## What needs to be done
Print every row line verbatim, from the line containing "point: one pixel per instance, each like <point>203,152</point>." down to the line containing "<point>288,172</point>", with both end lines included.

## Available records
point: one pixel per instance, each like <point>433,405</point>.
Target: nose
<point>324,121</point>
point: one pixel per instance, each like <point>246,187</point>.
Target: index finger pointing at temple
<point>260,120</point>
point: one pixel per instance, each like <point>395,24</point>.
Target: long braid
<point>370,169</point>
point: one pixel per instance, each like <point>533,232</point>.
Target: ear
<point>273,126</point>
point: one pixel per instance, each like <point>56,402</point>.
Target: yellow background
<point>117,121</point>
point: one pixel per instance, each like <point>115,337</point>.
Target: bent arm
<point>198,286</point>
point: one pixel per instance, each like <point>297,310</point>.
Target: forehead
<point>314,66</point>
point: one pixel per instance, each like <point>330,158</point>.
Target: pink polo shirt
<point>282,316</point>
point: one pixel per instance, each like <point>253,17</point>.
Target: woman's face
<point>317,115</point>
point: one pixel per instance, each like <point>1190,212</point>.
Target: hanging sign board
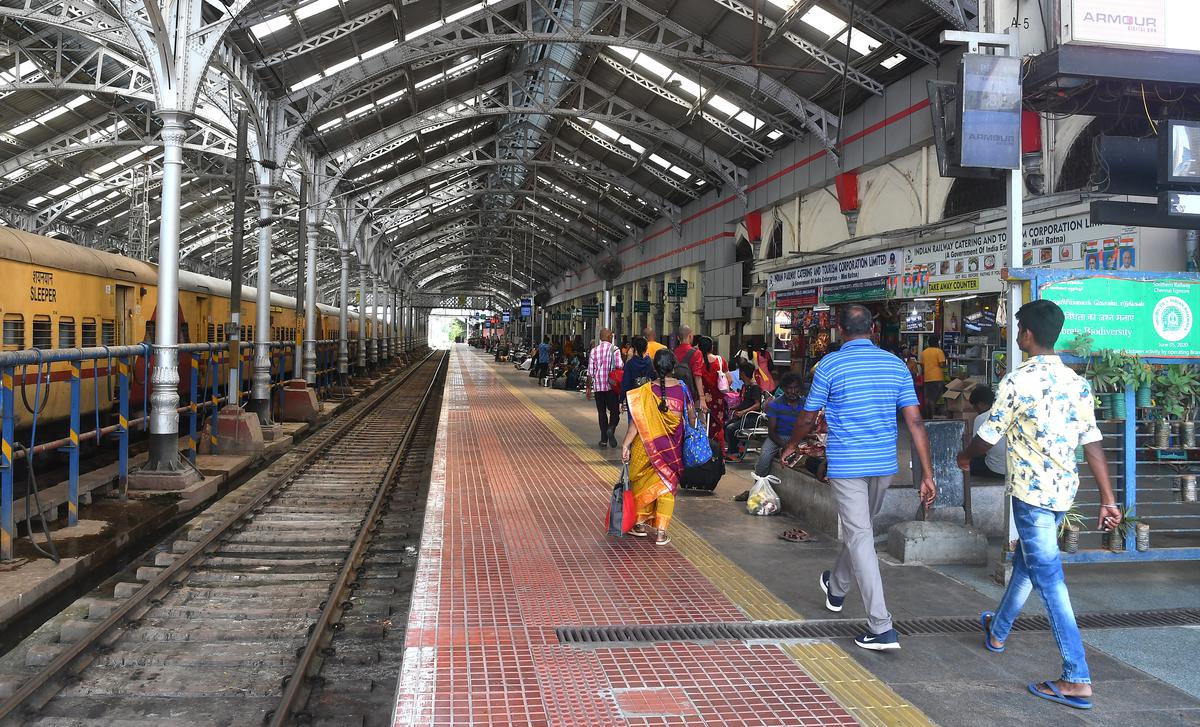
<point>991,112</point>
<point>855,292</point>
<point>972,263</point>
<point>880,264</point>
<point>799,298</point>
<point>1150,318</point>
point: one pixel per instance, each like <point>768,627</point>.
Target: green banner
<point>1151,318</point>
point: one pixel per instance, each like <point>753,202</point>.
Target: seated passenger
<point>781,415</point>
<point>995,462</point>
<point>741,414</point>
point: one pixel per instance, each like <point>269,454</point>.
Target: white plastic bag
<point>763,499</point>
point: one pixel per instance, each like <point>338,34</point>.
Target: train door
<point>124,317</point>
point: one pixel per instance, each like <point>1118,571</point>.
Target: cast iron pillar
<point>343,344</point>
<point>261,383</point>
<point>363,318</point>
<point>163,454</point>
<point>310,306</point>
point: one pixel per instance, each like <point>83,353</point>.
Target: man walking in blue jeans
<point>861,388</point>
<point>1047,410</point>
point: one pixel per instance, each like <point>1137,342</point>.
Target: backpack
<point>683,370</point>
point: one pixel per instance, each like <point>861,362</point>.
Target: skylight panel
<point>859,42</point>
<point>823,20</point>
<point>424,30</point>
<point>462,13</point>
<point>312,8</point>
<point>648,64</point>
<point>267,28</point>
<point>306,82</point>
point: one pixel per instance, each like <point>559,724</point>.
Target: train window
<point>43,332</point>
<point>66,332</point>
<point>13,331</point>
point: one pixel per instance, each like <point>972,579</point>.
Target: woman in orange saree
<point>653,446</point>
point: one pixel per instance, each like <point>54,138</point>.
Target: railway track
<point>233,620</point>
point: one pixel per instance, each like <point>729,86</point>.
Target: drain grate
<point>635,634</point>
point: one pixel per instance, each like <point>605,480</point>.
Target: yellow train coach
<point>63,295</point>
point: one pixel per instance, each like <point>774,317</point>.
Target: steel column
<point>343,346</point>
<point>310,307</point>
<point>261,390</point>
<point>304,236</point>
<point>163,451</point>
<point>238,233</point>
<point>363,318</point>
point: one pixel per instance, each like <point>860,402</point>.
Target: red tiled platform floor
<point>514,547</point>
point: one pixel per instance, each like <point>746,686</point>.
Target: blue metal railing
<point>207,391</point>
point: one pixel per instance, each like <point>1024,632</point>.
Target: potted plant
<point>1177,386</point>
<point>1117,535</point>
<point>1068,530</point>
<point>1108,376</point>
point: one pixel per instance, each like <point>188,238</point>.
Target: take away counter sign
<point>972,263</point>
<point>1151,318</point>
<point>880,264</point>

==

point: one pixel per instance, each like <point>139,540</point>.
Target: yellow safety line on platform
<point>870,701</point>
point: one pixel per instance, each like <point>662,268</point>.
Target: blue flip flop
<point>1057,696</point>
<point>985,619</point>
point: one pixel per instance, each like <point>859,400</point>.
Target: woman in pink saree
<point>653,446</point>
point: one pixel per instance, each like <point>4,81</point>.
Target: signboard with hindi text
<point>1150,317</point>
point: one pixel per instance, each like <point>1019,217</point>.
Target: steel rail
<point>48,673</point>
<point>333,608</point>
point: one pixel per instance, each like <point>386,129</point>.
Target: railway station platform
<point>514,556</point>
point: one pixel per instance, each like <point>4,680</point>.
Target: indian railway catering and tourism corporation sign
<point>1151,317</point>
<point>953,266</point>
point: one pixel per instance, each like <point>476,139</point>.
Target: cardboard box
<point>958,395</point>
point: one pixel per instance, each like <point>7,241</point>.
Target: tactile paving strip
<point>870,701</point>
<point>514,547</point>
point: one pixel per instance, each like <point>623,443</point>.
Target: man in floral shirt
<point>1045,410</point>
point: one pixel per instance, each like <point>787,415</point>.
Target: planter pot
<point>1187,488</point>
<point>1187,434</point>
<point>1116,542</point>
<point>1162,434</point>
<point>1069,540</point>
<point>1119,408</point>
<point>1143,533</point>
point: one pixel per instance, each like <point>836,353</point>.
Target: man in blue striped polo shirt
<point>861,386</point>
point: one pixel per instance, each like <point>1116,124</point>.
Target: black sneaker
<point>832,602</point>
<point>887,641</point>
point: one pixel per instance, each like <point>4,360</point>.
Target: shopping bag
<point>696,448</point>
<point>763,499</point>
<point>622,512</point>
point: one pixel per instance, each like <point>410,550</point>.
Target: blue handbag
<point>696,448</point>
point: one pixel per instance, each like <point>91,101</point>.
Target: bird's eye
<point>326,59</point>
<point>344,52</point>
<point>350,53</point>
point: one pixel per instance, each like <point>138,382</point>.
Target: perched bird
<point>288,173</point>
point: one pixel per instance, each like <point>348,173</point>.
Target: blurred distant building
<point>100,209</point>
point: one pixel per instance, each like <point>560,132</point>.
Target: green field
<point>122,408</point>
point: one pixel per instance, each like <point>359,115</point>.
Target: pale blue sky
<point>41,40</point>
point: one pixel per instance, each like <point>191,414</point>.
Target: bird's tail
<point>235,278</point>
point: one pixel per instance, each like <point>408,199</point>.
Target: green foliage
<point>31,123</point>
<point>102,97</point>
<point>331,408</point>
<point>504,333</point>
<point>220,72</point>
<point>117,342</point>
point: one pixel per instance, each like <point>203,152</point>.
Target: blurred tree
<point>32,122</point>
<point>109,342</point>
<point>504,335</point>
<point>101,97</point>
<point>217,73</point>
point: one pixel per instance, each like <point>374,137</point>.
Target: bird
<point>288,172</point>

## Solution for this problem
point: one pixel per instance, each like <point>203,152</point>.
Target: blurred tree
<point>32,122</point>
<point>109,342</point>
<point>504,335</point>
<point>101,97</point>
<point>217,73</point>
point: one pixel per instance, each like <point>374,137</point>.
Target: bird
<point>288,172</point>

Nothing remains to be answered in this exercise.